> ASSIGNMENT: Copy the listing below in full, exactly as given.

> SUPPLIED MATERIAL:
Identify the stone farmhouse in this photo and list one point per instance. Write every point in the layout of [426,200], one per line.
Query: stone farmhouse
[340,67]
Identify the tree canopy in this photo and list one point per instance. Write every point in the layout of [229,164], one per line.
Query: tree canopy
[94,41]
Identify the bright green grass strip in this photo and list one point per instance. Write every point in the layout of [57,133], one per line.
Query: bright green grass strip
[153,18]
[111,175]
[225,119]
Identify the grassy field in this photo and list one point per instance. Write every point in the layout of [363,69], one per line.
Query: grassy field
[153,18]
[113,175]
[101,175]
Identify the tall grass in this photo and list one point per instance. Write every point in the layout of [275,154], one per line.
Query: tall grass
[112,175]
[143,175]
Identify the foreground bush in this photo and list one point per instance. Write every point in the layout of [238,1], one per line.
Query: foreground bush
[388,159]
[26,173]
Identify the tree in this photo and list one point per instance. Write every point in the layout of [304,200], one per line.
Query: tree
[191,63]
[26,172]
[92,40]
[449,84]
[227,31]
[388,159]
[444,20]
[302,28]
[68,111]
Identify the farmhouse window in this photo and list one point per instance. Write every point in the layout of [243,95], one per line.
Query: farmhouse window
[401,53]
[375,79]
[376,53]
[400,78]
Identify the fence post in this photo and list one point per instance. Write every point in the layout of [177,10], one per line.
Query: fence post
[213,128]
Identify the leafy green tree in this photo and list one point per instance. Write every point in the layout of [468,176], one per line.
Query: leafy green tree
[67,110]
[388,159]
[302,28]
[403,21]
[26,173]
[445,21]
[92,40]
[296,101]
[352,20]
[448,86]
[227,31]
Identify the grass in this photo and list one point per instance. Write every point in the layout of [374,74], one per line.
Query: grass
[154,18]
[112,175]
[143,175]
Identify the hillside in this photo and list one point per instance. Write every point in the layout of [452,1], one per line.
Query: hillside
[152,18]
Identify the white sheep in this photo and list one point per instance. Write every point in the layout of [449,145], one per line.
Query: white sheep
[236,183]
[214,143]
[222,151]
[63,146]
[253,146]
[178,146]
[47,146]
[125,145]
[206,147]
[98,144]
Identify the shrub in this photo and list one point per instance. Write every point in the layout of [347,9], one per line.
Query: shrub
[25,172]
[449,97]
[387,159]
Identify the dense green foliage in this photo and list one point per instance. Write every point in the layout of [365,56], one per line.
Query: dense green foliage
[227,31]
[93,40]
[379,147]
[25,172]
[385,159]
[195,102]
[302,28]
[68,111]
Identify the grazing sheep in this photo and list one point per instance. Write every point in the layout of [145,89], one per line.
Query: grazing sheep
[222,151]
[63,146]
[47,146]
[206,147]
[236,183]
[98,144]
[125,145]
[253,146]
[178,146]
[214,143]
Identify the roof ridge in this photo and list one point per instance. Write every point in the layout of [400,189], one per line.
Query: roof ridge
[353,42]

> WRITTEN RESPONSE:
Identify the stone farmhouse in this photo and list one point per instance. Write every point in the layout of [426,200], one per line.
Query: stone farmhouse
[340,67]
Identify the tree canopy in this photo and list one point per instance. Write every point in the layout of [229,164], one per line.
Query: tree canopy
[94,41]
Identify the bright green grass strip in this photo and list one point per instance. Write every point in the layout of [57,133], one per line.
Query: bright green grass strip
[153,18]
[111,175]
[225,119]
Identify the grassy field in this photo and list one point per instance. Write every point in the layout of [363,69], one per line.
Query: grassy field
[153,18]
[113,175]
[101,175]
Identify the tall grass in this photo and list one point per instance. Write every point in the layout of [275,154], one per line.
Query: tall grass
[112,175]
[143,175]
Identify the foreground bush in this photo and list one point per instance. Write every point in the layout of [238,1], one per line.
Query: foreground bush
[388,159]
[26,173]
Identify the tree in this photo and list one point per instance. Write every point in the layout of [304,200], one per line.
Query: tree
[191,63]
[26,172]
[92,40]
[449,84]
[227,31]
[388,159]
[444,20]
[302,28]
[68,111]
Identify the farmhouse window in this photo and list one point per instance. Write every point in the layout of [243,95], one per line.
Query: farmhouse window
[401,53]
[375,79]
[376,53]
[400,78]
Identify the fence post in this photo and list one point per instance. Write every point in the layout of [177,10], one per line.
Query: fence post
[213,128]
Identify the leafy green tree in this photo and list one point per instance. Write every point in the layout of [468,176], one per line.
Query: leafy green tree
[67,110]
[388,159]
[302,28]
[403,21]
[26,173]
[445,21]
[92,40]
[296,101]
[352,20]
[448,86]
[227,31]
Identify the grass in this photo and list one point per instance. Write every point in the layout of [374,74], one per line.
Query: grass
[154,18]
[112,175]
[143,175]
Identify the hillside in this photo and list one point per instance. Write every point in the layout of [452,1], one per line.
Query: hillside
[152,18]
Identify the white sheep in this photo and list one point per instance. Write every point in the layout of [449,145], one per line.
Query: white sheep
[236,183]
[214,143]
[222,151]
[63,146]
[253,146]
[178,146]
[47,146]
[125,145]
[206,147]
[98,144]
Identify the shrub in this photo and list one point per instance. Write every point in the layout of [347,9], one per line.
Query: shrub
[25,172]
[449,97]
[387,159]
Identify the dense green foliage in this photo and list one point per instance. Write every point in the layout of [365,56], one per line.
Query: dense green foliage
[227,31]
[93,40]
[379,147]
[25,172]
[385,159]
[195,102]
[302,28]
[68,111]
Identify the grazing sheep in this photo and list one point per instance. Write every point in the layout of [145,89], one per line.
Query: grazing sheep
[222,151]
[63,146]
[47,146]
[206,147]
[236,183]
[98,144]
[125,145]
[253,146]
[178,146]
[214,143]
Identify the roof ridge in this photo and list one point per instance. Write every point in the layout of [400,189], one per line.
Query: roof ridge
[353,42]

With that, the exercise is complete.